### Written exercise
Reproduce the items below, replacing "pixel coordinates" with "image coordinates" and changing nothing else. Leave the pictures out of your output.

___ Provided entries

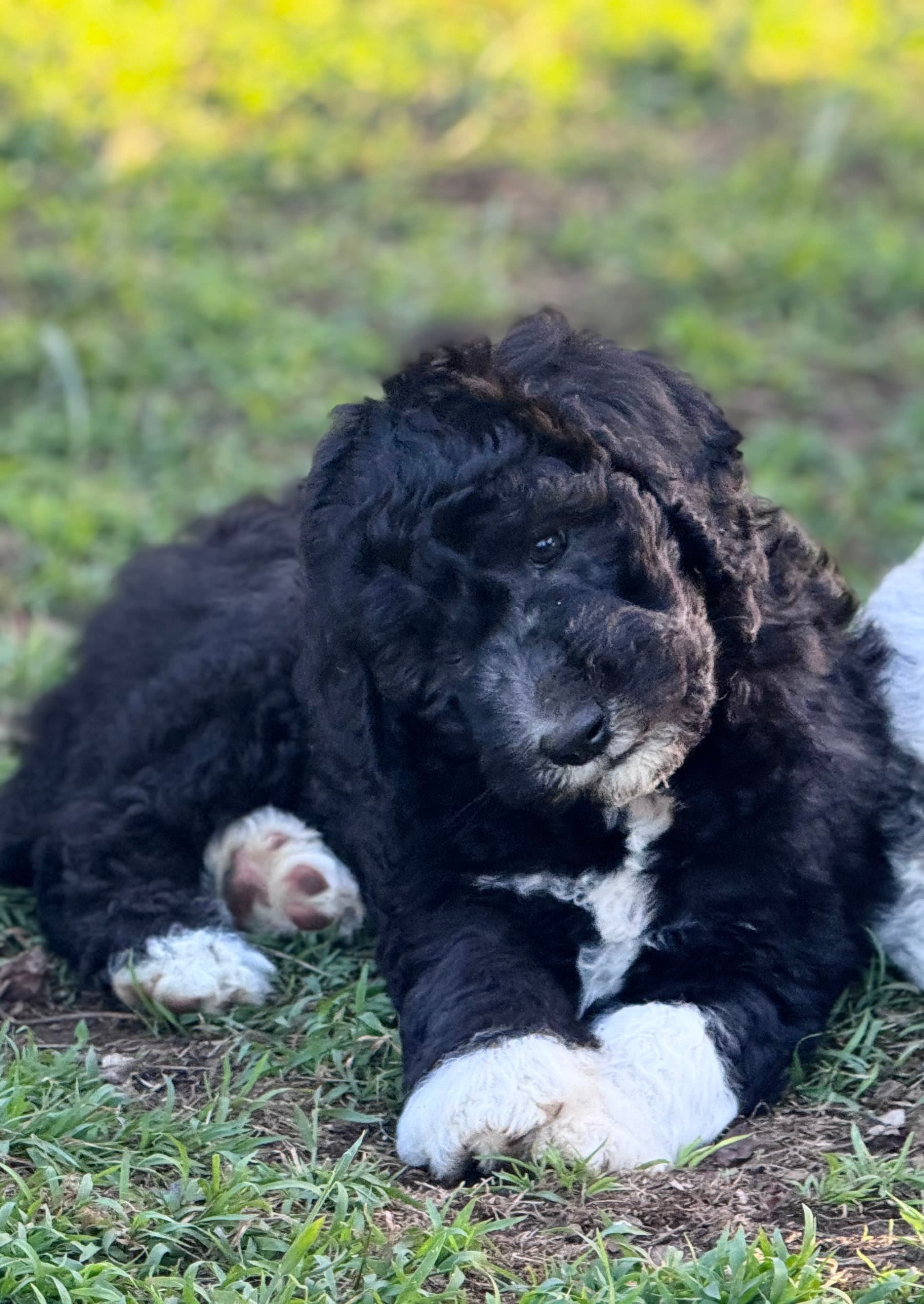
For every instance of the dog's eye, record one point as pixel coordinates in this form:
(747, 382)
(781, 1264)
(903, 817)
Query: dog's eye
(544, 552)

______

### Response for this exercise
For every instance of the dog's eye, record one point as image coordinates in this form:
(747, 382)
(781, 1264)
(903, 817)
Query: dog's eye
(544, 552)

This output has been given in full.